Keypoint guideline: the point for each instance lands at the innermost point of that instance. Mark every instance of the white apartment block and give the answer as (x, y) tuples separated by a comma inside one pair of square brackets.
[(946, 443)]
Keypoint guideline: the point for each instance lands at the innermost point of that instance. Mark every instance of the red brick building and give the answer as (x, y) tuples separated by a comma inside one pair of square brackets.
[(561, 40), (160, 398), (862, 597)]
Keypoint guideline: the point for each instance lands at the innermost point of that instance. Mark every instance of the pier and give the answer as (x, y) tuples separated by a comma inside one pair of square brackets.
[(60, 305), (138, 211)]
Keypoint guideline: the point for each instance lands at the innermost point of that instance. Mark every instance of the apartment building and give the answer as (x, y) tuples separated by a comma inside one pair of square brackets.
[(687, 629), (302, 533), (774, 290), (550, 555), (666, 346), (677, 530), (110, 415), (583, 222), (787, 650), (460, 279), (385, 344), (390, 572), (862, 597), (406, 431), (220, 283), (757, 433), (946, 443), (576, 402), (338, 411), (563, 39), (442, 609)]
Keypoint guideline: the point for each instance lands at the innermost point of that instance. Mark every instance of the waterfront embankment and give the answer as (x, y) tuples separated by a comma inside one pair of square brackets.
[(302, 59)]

* * *

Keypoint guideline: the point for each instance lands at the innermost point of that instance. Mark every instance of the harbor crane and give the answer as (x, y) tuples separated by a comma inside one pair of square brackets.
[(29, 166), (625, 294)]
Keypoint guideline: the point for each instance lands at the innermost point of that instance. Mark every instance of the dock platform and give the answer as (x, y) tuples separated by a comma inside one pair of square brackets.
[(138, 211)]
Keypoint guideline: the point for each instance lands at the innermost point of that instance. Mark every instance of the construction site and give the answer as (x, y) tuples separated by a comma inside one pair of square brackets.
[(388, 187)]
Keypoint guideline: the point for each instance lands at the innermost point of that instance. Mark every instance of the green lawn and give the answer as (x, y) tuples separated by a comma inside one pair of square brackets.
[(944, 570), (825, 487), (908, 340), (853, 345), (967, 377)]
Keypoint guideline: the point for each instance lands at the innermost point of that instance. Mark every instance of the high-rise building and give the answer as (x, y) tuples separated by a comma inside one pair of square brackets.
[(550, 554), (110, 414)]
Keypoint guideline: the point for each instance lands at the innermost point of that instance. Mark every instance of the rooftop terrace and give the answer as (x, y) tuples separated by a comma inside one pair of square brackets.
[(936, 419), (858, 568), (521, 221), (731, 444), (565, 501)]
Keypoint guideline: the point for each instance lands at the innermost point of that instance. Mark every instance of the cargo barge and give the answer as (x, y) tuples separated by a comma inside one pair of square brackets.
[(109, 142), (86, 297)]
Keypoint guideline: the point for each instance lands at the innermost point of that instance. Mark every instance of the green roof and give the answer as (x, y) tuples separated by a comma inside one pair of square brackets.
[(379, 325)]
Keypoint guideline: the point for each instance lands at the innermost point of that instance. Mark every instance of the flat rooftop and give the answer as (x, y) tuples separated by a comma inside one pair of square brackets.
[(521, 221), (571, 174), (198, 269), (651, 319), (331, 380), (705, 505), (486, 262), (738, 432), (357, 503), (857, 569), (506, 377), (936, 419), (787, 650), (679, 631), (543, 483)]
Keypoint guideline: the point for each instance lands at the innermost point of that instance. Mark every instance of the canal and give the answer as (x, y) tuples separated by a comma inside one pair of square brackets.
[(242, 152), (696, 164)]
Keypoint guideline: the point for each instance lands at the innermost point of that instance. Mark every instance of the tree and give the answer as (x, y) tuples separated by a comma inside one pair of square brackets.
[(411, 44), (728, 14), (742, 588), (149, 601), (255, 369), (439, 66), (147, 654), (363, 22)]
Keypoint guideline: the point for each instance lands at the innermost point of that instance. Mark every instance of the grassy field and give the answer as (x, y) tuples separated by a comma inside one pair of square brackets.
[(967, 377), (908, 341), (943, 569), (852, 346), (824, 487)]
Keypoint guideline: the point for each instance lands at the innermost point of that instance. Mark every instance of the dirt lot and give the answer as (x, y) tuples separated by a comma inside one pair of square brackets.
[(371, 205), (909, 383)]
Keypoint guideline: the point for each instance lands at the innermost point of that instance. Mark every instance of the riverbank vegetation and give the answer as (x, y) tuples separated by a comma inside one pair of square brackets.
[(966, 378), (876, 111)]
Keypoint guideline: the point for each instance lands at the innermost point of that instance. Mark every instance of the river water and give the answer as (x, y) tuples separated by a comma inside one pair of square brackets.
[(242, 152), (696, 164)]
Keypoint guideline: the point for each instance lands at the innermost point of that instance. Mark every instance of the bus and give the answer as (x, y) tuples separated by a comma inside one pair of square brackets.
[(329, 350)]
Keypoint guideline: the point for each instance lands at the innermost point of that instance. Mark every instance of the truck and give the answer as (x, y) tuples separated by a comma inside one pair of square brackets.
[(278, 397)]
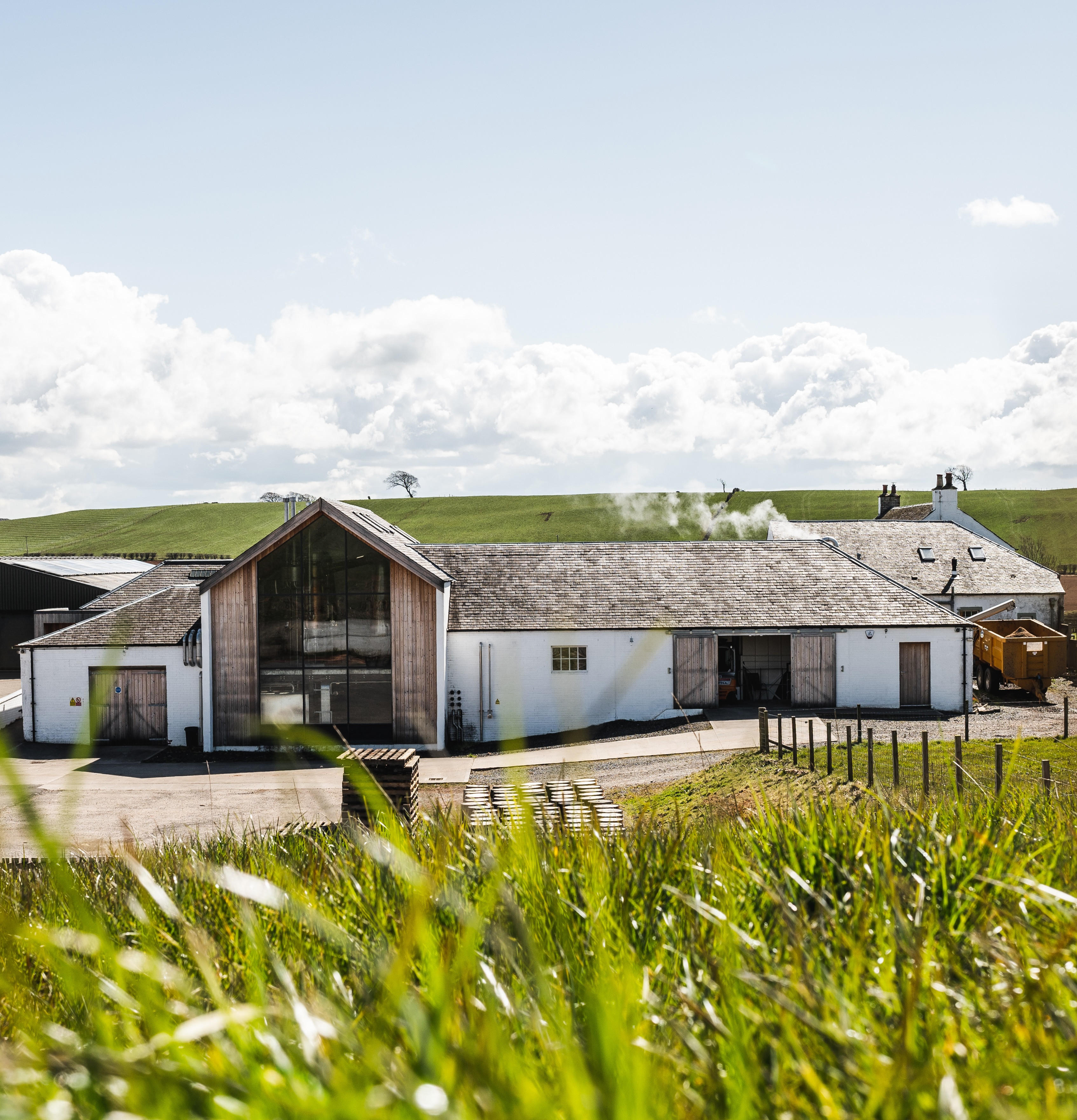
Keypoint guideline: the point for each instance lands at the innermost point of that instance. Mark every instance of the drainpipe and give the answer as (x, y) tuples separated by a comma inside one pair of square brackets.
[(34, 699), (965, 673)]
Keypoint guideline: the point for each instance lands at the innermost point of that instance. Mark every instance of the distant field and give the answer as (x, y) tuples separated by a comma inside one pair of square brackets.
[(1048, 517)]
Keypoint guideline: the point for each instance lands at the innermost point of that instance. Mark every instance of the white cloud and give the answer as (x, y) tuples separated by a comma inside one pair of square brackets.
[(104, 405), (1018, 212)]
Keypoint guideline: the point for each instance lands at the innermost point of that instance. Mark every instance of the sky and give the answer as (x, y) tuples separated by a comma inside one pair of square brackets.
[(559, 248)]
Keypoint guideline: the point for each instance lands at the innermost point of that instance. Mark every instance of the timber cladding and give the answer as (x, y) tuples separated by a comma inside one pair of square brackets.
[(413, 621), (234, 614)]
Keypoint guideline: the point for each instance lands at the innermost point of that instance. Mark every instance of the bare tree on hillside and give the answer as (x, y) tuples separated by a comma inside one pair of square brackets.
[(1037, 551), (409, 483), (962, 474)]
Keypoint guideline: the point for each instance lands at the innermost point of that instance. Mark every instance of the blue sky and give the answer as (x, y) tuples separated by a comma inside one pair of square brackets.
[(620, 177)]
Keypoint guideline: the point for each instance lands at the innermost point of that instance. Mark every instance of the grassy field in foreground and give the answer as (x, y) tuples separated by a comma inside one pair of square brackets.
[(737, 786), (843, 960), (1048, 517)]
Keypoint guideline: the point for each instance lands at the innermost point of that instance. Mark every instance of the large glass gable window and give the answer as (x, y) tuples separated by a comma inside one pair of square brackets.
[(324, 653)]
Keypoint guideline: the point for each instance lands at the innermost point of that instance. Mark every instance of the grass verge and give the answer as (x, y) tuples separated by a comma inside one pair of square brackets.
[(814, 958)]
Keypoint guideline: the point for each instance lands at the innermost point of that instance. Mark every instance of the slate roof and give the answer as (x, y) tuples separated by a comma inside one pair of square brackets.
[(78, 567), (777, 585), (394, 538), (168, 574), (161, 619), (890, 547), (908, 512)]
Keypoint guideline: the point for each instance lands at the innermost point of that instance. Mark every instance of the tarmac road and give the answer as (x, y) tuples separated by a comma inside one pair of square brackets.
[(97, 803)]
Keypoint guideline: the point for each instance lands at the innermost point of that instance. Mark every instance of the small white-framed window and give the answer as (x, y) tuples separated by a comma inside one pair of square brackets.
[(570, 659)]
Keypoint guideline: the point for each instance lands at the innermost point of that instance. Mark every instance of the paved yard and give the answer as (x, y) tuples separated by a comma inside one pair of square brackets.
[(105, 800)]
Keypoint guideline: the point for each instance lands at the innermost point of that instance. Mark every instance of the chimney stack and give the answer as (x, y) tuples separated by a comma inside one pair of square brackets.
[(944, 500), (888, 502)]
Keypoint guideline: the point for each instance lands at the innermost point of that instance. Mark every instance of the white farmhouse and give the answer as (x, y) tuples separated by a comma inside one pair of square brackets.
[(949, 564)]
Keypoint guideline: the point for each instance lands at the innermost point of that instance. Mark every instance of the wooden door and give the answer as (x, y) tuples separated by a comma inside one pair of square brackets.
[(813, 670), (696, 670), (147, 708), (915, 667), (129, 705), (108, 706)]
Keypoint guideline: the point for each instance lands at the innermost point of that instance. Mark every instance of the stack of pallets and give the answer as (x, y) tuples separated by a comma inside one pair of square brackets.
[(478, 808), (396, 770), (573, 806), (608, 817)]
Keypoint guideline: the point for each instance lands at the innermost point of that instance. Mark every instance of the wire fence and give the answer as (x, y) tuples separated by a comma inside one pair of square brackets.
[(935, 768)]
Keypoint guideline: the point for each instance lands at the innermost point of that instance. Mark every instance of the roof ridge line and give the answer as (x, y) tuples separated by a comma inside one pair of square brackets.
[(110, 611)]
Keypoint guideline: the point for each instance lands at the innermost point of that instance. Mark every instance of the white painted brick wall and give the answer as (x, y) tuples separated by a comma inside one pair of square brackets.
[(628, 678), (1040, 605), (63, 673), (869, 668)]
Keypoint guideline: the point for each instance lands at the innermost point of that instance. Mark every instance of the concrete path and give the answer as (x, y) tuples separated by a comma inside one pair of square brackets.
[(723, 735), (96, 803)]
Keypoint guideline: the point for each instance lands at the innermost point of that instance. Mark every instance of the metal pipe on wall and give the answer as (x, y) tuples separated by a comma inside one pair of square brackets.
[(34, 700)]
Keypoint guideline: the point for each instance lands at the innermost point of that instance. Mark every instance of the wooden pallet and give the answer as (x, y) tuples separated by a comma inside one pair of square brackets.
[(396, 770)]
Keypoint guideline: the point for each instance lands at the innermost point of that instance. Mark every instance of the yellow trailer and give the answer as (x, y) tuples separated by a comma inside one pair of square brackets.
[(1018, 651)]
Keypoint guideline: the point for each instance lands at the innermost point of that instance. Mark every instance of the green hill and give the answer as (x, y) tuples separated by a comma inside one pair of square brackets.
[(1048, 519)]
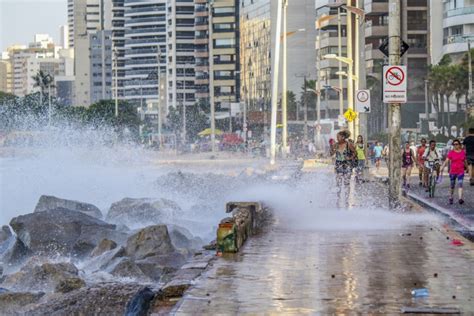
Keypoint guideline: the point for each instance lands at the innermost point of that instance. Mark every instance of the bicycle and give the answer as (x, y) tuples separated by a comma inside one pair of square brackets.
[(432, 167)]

> **TASK DIRECTIONS**: Please render the entries as a JSON list of strings, one string per line, starting with the line that contains "the white apartment" and going on through the line that contains "[(60, 305), (138, 211)]", with both of those lines included and any blank lines left out.

> **TASK RESULT**:
[
  "Keypoint guideline: the point for each instance lands at the innermost point of that instance. Mark every instance of the white apartment block and give the answer as (x, y) tuples separated by a comma inside one pair of square brackets.",
  "[(946, 443)]",
  "Keypoint guideline: the point for each instance lands at the innermost point of that instance. Mark every instance of the red brick building and give the answer as (x, y) tuples separated by a comma inside one pair of square brackets.",
  "[(561, 40), (160, 398), (862, 597)]",
  "Keypoint guideline: the point for each instance lands at the innermost point of that instance. Mark every instance of the pier and give the answer as (x, y) tuples separated by a comma inside one pair of square brackets.",
  "[(60, 305), (138, 211)]"
]